__Referring expression pointing data__.
*** Block opens ***

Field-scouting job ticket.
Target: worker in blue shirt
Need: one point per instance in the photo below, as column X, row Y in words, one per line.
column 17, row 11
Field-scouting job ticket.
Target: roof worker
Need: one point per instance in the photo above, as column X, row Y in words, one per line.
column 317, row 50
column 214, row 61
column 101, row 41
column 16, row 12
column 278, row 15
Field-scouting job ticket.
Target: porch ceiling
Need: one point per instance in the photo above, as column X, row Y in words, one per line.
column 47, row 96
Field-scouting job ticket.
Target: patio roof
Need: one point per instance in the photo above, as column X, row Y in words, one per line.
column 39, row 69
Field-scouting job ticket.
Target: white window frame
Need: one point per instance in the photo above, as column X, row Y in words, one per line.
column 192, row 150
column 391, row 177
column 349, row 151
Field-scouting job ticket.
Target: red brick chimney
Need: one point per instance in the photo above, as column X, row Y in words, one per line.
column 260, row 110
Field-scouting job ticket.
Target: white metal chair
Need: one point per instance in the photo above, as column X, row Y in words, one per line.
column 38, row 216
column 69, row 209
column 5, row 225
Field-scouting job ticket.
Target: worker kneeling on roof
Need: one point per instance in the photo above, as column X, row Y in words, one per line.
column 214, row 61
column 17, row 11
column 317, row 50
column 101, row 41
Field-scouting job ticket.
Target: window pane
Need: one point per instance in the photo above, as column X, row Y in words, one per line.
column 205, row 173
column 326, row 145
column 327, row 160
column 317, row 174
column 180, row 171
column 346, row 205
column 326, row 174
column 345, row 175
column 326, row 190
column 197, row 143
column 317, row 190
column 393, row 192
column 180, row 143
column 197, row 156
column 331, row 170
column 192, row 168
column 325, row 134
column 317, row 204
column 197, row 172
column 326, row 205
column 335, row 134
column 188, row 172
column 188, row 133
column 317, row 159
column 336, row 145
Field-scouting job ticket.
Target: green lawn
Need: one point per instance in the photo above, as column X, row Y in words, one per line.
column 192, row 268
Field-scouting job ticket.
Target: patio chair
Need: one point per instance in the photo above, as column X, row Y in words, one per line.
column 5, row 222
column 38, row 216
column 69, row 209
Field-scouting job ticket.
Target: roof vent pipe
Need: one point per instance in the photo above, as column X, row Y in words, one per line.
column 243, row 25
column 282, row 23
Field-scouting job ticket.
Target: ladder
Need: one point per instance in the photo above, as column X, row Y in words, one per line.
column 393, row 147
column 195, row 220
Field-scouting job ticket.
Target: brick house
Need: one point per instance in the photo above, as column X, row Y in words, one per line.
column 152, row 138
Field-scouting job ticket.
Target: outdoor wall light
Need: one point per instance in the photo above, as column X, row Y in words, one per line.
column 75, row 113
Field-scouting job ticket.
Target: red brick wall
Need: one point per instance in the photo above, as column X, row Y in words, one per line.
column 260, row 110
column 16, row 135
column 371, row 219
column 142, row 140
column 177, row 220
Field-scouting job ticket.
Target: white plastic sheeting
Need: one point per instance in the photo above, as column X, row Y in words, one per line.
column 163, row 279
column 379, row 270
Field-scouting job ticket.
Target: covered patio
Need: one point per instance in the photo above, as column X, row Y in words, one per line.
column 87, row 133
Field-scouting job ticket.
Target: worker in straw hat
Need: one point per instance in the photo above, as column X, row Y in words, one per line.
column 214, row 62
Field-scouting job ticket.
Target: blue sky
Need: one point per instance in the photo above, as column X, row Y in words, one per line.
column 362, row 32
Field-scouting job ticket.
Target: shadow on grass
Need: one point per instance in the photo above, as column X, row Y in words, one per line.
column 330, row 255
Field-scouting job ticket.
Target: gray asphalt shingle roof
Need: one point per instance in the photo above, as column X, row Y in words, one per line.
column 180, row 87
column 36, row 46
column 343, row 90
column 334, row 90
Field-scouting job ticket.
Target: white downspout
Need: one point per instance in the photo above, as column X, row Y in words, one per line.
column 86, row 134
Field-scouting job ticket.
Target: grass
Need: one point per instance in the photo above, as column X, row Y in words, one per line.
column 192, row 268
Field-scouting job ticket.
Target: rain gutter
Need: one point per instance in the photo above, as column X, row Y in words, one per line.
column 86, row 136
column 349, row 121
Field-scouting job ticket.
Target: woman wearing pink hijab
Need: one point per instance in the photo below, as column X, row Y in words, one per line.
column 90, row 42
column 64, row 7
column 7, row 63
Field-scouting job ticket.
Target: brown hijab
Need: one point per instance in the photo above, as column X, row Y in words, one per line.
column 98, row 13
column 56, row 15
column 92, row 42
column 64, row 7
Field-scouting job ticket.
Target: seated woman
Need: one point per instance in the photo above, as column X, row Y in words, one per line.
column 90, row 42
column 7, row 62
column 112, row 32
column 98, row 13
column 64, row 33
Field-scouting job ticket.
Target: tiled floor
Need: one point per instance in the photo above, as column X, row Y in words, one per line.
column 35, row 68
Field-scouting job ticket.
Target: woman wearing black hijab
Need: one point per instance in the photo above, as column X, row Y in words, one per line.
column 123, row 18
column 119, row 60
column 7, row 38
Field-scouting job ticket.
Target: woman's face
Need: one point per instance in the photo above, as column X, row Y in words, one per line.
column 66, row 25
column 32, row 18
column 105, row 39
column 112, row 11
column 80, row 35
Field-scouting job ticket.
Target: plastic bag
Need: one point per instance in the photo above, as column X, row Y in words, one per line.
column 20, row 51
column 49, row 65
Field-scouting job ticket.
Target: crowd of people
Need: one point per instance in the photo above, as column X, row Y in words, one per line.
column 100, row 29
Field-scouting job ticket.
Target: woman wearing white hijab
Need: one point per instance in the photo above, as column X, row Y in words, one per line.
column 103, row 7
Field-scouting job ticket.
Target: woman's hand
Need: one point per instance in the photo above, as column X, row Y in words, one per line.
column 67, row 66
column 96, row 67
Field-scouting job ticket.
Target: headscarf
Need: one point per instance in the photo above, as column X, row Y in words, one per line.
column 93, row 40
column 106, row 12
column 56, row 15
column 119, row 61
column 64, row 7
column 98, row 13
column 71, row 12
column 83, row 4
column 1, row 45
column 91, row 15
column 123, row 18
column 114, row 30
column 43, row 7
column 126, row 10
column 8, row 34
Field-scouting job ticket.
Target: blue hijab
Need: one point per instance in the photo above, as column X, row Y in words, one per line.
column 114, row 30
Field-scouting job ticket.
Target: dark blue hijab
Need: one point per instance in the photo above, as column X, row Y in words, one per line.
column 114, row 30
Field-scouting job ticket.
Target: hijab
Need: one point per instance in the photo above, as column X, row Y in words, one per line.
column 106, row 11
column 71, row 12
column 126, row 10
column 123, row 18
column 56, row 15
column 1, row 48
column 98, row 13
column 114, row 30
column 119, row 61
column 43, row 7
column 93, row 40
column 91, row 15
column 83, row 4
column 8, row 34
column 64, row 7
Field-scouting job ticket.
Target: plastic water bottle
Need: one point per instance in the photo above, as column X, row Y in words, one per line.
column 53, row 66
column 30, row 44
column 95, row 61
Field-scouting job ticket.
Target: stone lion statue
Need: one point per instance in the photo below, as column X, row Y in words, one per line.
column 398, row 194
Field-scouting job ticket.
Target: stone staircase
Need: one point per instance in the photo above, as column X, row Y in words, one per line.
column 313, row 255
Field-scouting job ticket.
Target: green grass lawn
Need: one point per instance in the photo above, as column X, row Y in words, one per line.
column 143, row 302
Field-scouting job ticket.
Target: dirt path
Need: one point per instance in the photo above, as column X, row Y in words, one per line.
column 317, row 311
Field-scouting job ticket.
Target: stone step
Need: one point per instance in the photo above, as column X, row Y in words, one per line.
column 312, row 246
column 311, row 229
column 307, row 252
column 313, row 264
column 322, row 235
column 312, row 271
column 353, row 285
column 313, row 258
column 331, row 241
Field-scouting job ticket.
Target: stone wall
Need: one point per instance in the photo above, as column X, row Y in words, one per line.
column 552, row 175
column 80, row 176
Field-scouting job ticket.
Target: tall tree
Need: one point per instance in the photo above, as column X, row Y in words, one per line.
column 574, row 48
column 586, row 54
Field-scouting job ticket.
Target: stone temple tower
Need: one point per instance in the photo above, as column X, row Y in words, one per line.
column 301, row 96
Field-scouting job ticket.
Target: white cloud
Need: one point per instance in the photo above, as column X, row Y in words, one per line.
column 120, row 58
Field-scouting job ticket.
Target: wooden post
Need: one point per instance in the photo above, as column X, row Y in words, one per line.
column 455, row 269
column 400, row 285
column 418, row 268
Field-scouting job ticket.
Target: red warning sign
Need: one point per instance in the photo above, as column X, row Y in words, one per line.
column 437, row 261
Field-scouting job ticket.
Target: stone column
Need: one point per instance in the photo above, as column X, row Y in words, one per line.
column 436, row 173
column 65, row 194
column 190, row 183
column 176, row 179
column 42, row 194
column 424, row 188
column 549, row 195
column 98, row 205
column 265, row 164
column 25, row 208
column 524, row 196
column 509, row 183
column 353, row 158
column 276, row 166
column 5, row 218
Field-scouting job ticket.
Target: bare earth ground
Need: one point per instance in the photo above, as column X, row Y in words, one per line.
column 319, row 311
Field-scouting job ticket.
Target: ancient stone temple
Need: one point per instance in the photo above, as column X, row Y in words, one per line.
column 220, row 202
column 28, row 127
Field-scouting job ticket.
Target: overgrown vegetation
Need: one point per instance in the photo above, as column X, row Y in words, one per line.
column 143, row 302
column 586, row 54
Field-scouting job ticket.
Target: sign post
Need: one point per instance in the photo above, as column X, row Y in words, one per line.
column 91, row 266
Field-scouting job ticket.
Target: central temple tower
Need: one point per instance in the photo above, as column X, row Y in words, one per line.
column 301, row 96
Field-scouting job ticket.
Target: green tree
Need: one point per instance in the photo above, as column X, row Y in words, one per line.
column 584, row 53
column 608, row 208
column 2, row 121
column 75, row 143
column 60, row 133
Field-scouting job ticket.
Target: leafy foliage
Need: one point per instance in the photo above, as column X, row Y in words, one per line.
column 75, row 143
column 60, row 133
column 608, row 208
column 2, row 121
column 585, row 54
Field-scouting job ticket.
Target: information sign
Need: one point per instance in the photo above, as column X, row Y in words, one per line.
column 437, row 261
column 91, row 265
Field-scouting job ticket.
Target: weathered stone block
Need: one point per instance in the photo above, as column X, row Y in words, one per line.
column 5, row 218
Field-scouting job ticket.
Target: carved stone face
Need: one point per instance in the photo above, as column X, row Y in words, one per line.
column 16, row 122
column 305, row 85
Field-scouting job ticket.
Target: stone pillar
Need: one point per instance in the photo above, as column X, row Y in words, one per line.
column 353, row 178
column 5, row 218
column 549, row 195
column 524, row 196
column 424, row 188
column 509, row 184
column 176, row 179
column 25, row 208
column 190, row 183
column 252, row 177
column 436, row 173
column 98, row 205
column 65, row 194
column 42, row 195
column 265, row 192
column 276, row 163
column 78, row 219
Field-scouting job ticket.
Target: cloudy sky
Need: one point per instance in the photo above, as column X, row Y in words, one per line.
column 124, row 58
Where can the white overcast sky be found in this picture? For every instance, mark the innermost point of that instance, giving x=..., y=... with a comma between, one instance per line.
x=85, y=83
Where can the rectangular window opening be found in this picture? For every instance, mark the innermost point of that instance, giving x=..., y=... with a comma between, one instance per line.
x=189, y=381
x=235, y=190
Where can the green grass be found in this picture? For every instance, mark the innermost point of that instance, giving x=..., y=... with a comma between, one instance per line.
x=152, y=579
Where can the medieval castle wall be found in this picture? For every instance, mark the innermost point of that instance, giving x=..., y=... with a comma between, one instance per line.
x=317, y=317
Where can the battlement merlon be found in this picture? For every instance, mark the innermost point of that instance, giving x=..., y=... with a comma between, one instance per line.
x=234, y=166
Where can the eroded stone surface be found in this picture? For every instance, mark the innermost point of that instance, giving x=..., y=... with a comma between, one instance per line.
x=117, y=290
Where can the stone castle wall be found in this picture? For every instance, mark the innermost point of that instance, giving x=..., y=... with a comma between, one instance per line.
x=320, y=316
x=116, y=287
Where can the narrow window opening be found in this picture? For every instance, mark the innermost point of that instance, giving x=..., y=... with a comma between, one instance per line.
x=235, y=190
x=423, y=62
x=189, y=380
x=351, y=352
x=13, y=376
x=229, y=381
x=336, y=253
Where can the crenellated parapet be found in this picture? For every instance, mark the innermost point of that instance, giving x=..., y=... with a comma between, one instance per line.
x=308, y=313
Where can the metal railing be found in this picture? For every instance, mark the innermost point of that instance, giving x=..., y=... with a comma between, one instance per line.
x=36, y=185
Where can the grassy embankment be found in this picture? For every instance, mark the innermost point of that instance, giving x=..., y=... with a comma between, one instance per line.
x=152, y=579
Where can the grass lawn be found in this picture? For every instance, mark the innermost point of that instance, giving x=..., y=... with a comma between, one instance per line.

*** Block closes ***

__Problem description__.
The expected result is every line above containing the string "hijab".

__Solution__.
Target: woman wearing pink hijab
Target: brown hijab
Target: woman wearing black hijab
Target: woman wearing white hijab
Target: blue hijab
Target: dark blue hijab
Target: hijab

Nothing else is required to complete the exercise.